Now, in all four Gospels this is Pilate’s first question. And it actually begins in the Greek with the personal pronoun “you”: “You’re the king of the Jews?” There’s a sort of contempt in it. There’s perhaps a wonder in it. There may be an awe in it. There may be a measure of reverence in it. But the fact is that he looks at this man and he cannot believe his eyes. And he says, “You’re the king of the Jews?” And Jesus says, “Well, is this your own investigation you’re conducting, or are you actually asking this question as a result of what other people have been saying to you about me?”[8] That’s a legitimate response, you see, because if he’s conducting his own investigation, he’s really asking the question, “Are you, then, a political king conspiring against Caesar?”—the answer to which is no. If, however, he is asking the question that is prompted by the influence of the Jews, then the question that he would be asking is, “Are you the messianic King of Israel?”—in which case the answer would be yes. So it’s important that Jesus understands just what is in his mind.

==========

§ OBJECTIVE A: Translate this sentence from the passage on Pilate’s first question into Spanish: "But the fact is that he looks at this man and he cannot believe his eyes."

Annotated coordinate records:
==========

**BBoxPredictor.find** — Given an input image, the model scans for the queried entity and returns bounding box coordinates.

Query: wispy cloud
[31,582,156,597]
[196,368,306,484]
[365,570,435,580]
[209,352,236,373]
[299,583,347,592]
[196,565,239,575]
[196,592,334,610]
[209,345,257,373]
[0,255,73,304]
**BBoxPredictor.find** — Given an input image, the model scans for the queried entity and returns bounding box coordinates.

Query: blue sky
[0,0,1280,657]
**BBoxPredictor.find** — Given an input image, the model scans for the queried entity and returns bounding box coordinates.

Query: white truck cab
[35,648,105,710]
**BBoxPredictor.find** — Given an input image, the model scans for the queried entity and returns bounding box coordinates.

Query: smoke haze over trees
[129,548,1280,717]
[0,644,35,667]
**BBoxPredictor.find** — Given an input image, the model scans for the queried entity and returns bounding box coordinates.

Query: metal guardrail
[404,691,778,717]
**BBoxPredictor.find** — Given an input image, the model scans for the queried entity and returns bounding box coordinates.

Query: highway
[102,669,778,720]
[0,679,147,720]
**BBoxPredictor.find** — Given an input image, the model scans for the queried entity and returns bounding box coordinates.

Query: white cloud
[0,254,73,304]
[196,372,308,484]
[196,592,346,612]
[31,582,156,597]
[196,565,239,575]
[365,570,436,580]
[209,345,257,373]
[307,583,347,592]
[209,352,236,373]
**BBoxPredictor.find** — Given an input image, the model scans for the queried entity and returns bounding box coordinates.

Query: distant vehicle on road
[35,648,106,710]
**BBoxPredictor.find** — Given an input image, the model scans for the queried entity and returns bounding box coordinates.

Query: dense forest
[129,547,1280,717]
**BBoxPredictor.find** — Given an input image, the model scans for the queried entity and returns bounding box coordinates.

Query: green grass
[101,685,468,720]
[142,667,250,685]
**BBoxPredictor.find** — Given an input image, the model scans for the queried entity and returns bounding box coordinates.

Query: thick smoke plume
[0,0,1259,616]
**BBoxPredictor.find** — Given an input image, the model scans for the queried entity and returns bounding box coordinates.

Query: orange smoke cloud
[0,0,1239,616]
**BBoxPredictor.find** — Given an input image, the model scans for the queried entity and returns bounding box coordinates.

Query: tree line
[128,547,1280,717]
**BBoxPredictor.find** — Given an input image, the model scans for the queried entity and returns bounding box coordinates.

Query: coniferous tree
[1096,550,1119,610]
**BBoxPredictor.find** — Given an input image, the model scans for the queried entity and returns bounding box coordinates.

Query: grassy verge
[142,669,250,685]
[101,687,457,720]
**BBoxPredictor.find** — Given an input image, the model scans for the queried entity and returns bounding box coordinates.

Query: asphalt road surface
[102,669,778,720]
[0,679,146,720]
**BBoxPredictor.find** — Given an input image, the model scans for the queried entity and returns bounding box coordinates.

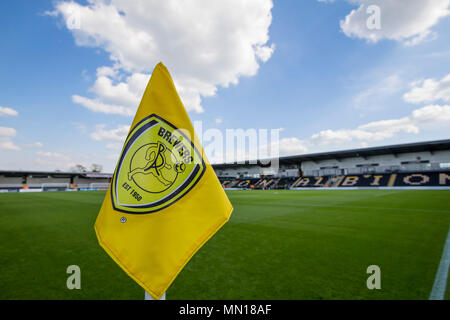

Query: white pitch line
[430,228,450,300]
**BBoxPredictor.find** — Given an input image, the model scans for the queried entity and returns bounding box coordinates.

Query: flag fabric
[95,63,233,299]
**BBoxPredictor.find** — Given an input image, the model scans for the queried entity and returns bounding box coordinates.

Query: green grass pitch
[0,190,450,300]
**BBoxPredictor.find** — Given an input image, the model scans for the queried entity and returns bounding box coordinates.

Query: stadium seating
[219,171,450,189]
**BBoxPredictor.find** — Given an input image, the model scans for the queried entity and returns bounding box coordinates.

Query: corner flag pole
[144,291,166,300]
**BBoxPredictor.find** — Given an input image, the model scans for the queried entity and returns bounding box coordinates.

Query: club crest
[111,114,205,214]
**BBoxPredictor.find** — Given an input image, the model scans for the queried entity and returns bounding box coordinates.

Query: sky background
[0,0,450,172]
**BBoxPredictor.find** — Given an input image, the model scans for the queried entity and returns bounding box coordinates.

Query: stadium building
[213,140,450,189]
[0,171,112,192]
[0,139,450,192]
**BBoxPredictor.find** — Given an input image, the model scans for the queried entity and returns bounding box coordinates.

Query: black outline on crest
[110,113,206,214]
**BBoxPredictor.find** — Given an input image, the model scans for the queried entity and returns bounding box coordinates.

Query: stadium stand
[0,171,112,192]
[0,139,450,192]
[213,140,450,189]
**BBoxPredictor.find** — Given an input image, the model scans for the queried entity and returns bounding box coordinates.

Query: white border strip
[429,228,450,300]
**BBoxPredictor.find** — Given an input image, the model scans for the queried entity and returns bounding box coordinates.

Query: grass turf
[0,190,450,299]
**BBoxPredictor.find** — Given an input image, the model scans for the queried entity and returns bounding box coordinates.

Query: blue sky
[0,0,450,172]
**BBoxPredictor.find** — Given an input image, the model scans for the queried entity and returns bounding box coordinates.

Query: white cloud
[310,105,450,145]
[403,74,450,103]
[52,0,274,115]
[0,127,20,151]
[353,74,402,109]
[0,106,19,117]
[90,125,130,150]
[72,95,134,116]
[36,151,69,160]
[25,141,44,148]
[340,0,450,45]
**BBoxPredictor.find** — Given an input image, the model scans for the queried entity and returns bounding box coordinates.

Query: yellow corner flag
[95,63,233,299]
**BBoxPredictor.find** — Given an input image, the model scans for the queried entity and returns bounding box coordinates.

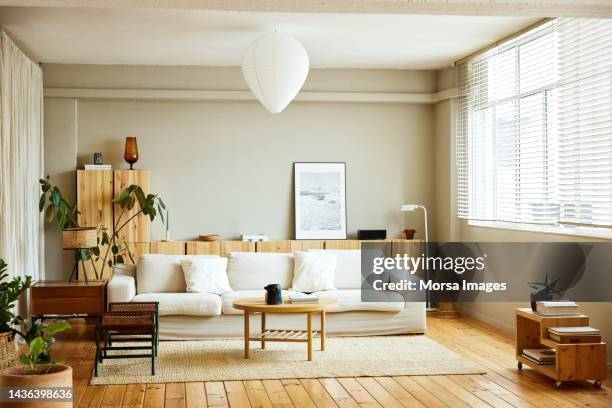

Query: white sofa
[107,250,426,340]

==========

§ OBJECTIVE B: Locate each line in the records that contains the string "corner" and copy those lines out.

§ FULL SOLUTION A: Pero lo cierto es que mira a este hombre y no puede creer lo que ven sus ojos.

§ FULL SOLUTION B:
Query: corner flag pole
Query: yellow corner flag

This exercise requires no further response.